>> START Passage given
Multi-column inputs and transformer lists
^^^^^^^^^^^^^^^^^^^^^^^^^^^^^^^^^^^^^^^^^
Let's took a look at another example.
.. include:: fragments/feature-engineering-guide-third-feature.py
:code: python
The feature requests three inputs, which are various measures of square footage on the property. The combined transformer is a sequence of two transformer steps. The first transformer step is a function that will receive as its input a DataFrame with three columns, and it computes the portion of the lot area that is not attributable to the garage or the house footprint. However, there may be missing values after this operation if any of the columns had missing values, so we impute them with the median of the training dataset. Here, the first function is implicitly converted into a :py:class:`~ballet.eng.FunctionTransformer` (other shorthand is also supported for `specifying transformer steps <#transformers>`__).
.. In this feature, the sum is equivalent to a weighted sum with the weights all equal to 1. But maybe you have the intuition that not all living area is created equal? You might apply custom weights as follows:
.. .. code-block:: python
.. lambda df: 0.5 * df["Total Bsmt SF"] + 1 * df["1st Flr SF"] + 2 * df["2nd Flr SF"]
.. Regardless, we should note that the model may be able to *learn* these weights, even if it is a simple linear regression. Thus another good feature may be one that just cleans these three columns of missing values and possible scales them.
.. .. include:: fragments/feature-engineering-guide-third-feature-v2.py
.. :code: python
.. Your job is to think best about what the model can learn from different features and be creative about how you can apply your expert intuition to the problem. You could submit both of these features and leave it up to the feature validation stage to accept one or both of these based on their performance.
Nested transformers
^^^^^^^^^^^^^^^^^^^
You can even nest transformers or other features within the ``transformer`` field. This next feature calculates how "narrow" a certain house's lot is by measuring the ratio between the frontage of the lot and its depth, and scaling the resulting values to a 0-1 range.
.. include:: fragments/feature-engineering-guide-fourth-feature.py
:code: python
The first transformer step shows how to use nested transformers. You can pass a tuple of ``(input, transformer)``, just like the current feature you are developing! Here, we are re-using the same input and transformer from the ``impute_lot_frontage`` that we `already developed <#example-learned-transformation>`__. Any columns that are not used in the nested transformer will be passed through to the next transformer step unchanged. The next transformer step computes the ratio of depth (area/frontage) to frontage; a value of 1.0 is a square lot, a larger value is a more narrow lot. Since a smaller value is a less narrow lot, for the purpose of this feature we clip these smaller values to 1. There are a lot of squarish lots, so we also take the log of this ratio to address skew. Finally, we scale the measure to a 0-1 range.
>> END Passage given
>> START Information supplied
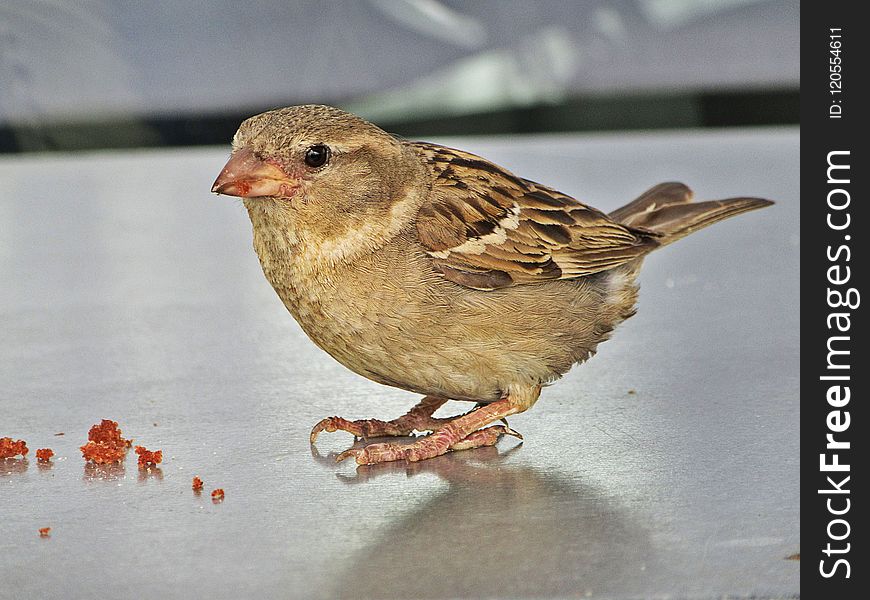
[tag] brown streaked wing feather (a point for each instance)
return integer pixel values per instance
(486, 228)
>> END Information supplied
→ Written task: Please translate this sentence from the passage on transformers into Spanish: "The combined transformer is a sequence of two transformer steps." The data here has no connection to the passage on transformers.

→ Solved exercise: El transformador combinado es una secuencia de dos pasos de transformación.